## [PASSAGE PROVIDED]
From maf@hpesmaf Tue Nov  1 12:43 MST 1988
Received: from hpesmaf.HP.COM by hpfclr.HP.COM; Tue, 1 Nov 88 12:43:04 mst
Received: by hpesmaf.HP.COM; Tue, 1 Nov 88 12:49:21 mst
Date: Tue, 1 Nov 88 12:49:21 mst
From: Mark Forsyth <maf@hpesmaf>
Full-Name: Mark Forsyth
Message-Id: <8811011949.AA21827@hpesmaf.HP.COM>
To: bja@hpesmaf, cag@hpesmaf, jvg@hpesmaf, rob@hpesmaf, tpp@hpesmaf
Status: R

>From stm@hpesstm Thu Oct 20 19:27 MDT 1988
Received: from hpesstm.HP.COM by hpesmaf.HP.COM; Thu, 20 Oct 88 19:26:46 mdt
Received: by hpesstm.HP.COM; Thu, 20 Oct 88 19:21:46 mdt
From: Steve Mangelsdorf <stm@hpesstm>
Full-Name: Steve Mangelsdorf
Message-Id: <8810210121.AA19666@hpesstm.HP.COM>
Subject: MIPS visit summary
To: d_georg@hpesstm, jkw@hpesstm, cgk@hpesstm, maf@hpesstm, crs@hpesstm,
        jdy@hpesstm, dft@hpesstm, twg@hpesstm
Date: Thu, 20 Oct 88 19:21:40 MDT
X-Mailer: Elm [version 2.0 gamma]
Status: R

                                                          stm 10/20/88



                    Summary of MIPS Presentation to TCG


There is a big book of slides which you can borrow from Darius, Jeff or
myself.  I have omitted stuff which is covered in the slides.


Architecture
------------

They liked HP-PA better than all other RISC architectures (except their
own).  88K was the runner up.  There was contempt for Sparc, Apollo.

They may add some features to their architecture:  a nullify bit for
branches, indexed loads/stores, and 64 bit coprocessor loads/stores.
They have committed forward compatibility to their customers, not
backward compatibility.  This was about the only good news for HP in the
presentation.  

TLB coherency is done in software.  

They claim that TLB miss rates are reduced 70% by dedicating two "super"
entries for kernal instruction and data spaces.

There are no decimal instructions, and they claimed that benchmarking
of COBOL programs showed little advantage to adding them. 

They said they will probably never build a vector coprocessor.

## [SUPPLIED ENTRIES]
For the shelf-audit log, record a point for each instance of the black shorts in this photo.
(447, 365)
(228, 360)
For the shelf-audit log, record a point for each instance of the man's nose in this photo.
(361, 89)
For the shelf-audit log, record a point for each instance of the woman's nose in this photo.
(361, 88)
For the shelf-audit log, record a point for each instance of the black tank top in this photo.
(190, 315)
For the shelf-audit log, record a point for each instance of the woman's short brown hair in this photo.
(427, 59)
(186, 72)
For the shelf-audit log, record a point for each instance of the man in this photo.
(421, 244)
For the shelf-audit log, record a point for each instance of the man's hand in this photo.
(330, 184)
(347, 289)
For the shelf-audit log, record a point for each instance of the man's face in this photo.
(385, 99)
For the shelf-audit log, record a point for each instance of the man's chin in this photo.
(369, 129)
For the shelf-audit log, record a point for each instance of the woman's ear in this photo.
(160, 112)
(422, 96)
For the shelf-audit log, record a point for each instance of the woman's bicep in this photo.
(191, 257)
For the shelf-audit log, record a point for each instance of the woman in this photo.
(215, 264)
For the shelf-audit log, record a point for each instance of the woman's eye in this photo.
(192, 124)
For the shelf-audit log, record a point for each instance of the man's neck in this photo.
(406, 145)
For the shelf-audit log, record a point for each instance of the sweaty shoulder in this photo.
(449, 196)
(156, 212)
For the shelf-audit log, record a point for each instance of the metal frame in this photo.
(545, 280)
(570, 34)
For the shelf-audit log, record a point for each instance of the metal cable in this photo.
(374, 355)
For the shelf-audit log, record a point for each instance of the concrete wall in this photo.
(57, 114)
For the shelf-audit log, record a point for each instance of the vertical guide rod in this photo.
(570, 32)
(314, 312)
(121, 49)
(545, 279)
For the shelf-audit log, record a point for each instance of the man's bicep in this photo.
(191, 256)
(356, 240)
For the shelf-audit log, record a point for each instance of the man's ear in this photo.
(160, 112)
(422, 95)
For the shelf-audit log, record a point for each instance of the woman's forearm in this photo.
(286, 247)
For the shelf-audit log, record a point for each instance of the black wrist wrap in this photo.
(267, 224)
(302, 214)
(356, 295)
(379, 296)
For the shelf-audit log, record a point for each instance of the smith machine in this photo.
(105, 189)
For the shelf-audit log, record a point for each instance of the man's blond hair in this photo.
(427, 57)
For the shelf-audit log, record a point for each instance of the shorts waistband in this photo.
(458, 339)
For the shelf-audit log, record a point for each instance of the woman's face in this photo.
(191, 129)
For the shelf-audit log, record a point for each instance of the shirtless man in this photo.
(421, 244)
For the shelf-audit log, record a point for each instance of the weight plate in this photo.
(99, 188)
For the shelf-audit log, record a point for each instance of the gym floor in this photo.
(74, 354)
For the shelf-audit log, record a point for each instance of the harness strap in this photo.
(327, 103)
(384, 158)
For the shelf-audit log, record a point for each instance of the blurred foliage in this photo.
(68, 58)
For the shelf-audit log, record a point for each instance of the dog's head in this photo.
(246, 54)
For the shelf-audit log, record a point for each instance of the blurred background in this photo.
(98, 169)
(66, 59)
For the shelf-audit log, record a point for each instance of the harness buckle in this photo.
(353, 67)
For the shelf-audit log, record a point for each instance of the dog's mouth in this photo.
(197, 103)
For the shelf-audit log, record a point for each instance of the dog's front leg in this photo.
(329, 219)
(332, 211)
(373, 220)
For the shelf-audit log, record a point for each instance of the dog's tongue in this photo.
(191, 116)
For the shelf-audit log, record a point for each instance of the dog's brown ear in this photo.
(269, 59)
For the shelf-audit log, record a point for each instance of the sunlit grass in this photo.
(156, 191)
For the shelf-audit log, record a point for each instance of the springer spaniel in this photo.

## [EXERCISES TO COMPLETE]
a) In the listing, rewrite the stretch from the line containing "leg in this photo." through the end of the listing, swapping "dog's" for "puppy's" and leaving everything else untouched.
b) Pick up the MIPS presentation summary where it ends and continue it.
The MIPS presentation summary and the listing are unrelated to each other.

## [TASK-BY-TASK ANSWERS]
a)
For the shelf-audit log, record a point for each instance of the puppy's front leg in this photo.
(329, 219)
(332, 211)
(373, 220)
For the shelf-audit log, record a point for each instance of the puppy's tongue in this photo.
(191, 116)
For the shelf-audit log, record a point for each instance of the puppy's brown ear in this photo.
(269, 59)
For the shelf-audit log, record a point for each instance of the sunlit grass in this photo.
(156, 191)
For the shelf-audit log, record a point for each instance of the springer spaniel in this photo.

b)
Implementations
---------------

The BIT (ECL) implementation will be completed in '89.  It is 60 VUPS
(they stressed that this assumed their usual conservative rating values)
and 12 Mflops on DP Linpack.  They expect that it will be used only in
servers and multi user machines, not workstations.  ECL gives a roughly
2:1 performance advantage.

A 33 MHZ version of the R3000 using 15ns RAMs will be available soon.

The R4000 (the next CMOS implementation) will sample in 11/89, and
systems will be shipping in 6/90.  It has an on chip I-cache.  This
information was given to Jim Brokish under NDA.  Otherwise, they
wouldn't say much about the implementation, but in more general terms
they indicated the trend was to on chip caches and issuing multiple
instructions per cycle.  They have extensively simulated "CPI < 1"
schemes.

The TLB miss penalty is 10-12 instructions, or 15-20 cycles.  They claim
that TLB misses cause only a 1% performance loss.  The fully associative
TLBs have only 64 entries, and there is no backup TLB.

Current implementations have a direct mapped write through D-cache.  The
advantage is that there is no need for error correction, MP protocols
are simpler, and stores can be done in one state (no need to read tags).
They take a penalty on byte/halfword writes.  They expect MP systems to
add a 2nd level write back cache to reduce bus traffic.

Performance on real math problems is strongly proportional to memory
bus bandwidth, not just the FPU design.

They handle denormalized numbers in software.

They say that synchronous RAMs give only a small frequency advantage.

CPU chip pricing is getting close to $10 per MIP over a certain range.
They expect today's products to sell for $50 per chip in '92 due to
competition among their semiconductor partners.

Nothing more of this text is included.